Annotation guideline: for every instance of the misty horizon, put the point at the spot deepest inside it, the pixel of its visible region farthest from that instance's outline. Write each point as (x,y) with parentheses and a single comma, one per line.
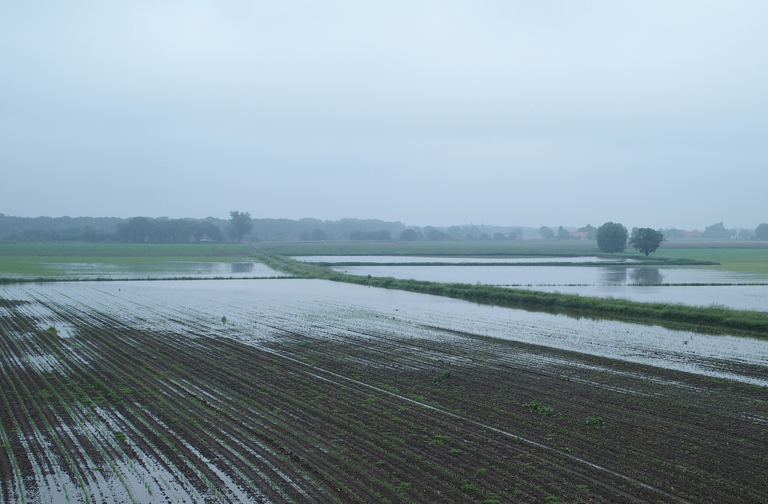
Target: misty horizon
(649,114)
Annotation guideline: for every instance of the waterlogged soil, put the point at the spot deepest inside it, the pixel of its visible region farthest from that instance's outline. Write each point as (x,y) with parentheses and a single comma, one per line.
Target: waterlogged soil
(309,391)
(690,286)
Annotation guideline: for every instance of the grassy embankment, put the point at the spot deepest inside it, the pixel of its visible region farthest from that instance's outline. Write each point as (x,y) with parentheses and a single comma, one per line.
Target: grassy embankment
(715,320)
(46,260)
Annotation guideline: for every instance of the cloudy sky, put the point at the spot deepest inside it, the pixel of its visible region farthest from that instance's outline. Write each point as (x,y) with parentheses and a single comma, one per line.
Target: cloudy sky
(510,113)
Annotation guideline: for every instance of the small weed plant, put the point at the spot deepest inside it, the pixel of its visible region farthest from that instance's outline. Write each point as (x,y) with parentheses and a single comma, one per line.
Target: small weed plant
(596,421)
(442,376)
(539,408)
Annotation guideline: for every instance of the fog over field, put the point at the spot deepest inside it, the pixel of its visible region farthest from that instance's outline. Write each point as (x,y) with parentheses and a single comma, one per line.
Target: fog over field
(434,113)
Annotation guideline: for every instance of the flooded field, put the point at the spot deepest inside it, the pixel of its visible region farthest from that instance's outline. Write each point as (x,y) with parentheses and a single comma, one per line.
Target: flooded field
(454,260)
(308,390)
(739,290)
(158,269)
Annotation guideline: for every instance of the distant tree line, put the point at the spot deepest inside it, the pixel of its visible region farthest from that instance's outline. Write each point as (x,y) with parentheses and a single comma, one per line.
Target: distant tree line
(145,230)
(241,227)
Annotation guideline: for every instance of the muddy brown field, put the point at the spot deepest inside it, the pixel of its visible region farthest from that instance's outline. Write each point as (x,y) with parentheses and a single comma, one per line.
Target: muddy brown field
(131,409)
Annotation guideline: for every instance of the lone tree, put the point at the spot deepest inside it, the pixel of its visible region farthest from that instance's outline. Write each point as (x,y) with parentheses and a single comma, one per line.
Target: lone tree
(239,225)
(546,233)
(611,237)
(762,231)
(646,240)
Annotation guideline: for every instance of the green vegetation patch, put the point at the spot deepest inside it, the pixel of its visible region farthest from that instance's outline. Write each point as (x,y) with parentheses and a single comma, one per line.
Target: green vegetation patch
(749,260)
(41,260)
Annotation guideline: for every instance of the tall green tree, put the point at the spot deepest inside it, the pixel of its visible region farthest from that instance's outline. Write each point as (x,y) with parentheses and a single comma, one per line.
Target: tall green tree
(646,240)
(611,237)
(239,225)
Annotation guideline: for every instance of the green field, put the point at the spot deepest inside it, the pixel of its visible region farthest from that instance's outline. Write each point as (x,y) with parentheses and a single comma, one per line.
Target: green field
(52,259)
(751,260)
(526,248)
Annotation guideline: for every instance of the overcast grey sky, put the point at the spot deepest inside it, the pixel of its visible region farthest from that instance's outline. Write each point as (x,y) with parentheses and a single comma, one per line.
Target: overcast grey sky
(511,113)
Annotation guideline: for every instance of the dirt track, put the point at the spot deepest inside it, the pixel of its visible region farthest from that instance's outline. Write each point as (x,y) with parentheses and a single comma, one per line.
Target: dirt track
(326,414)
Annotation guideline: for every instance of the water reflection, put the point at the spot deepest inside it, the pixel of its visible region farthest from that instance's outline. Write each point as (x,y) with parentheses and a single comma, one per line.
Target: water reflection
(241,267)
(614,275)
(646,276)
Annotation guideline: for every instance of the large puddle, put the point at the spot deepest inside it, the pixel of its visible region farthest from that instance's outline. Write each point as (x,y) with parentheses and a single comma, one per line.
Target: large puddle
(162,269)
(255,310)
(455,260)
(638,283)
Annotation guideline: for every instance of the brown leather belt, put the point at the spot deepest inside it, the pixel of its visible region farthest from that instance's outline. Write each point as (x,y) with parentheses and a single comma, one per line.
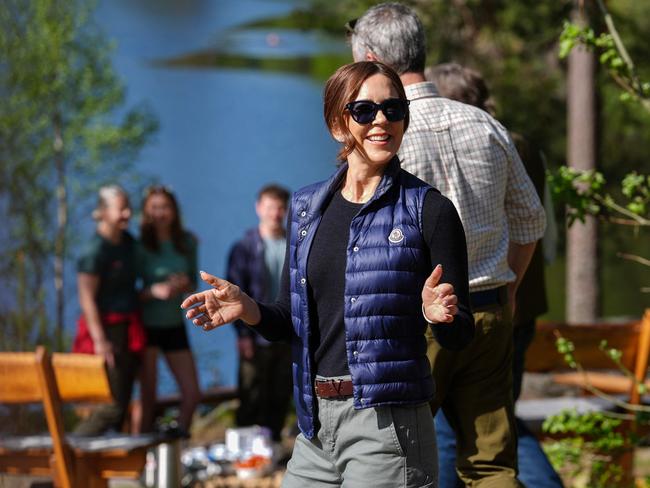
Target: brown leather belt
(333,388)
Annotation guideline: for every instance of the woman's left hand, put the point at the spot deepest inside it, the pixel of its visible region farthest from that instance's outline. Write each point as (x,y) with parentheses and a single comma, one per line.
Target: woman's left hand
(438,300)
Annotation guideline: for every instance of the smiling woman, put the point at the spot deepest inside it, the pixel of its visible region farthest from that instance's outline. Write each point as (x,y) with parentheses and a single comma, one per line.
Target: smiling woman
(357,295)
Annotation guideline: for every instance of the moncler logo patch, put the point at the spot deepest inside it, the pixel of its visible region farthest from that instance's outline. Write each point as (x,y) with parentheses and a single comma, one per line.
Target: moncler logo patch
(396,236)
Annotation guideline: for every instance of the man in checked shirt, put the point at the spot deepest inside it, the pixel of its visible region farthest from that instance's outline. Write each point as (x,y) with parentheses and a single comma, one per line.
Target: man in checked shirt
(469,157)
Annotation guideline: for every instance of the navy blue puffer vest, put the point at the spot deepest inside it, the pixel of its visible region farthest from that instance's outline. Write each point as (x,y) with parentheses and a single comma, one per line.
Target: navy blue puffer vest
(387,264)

::::::::

◆ **Goal**:
In the records above, find the line containing "Annotation guideline: for every instance of the moncler"; please retype it and every line after it through the last line, exactly and with nothing else.

◆ **Result of this exercise**:
Annotation guideline: for every instance of the moncler logo patch, put the point at the spot deepest inside it, the pixel of its visible region farthest from that instance's outline. Write each point as (x,y) with parentheses and a single comma, one per line.
Target: moncler logo patch
(396,236)
Annotation guideline: for every instance of the man in checked shirt, put the point at the spot deepest inside it, the pixel of its visible region farthest from that instance's outline. Write each point as (x,y) with parentheses and a single comma, one per line.
Target: man in checked shirt
(469,157)
Annotation guideline: for every instance of the navy blue puffer vest, put the point at the spot deepest inside it, the pixel of its visible region farthest from that instance's outline. Write each point as (x,y) with parentheses and a single comma, one per line.
Target: navy blue puffer vest
(387,264)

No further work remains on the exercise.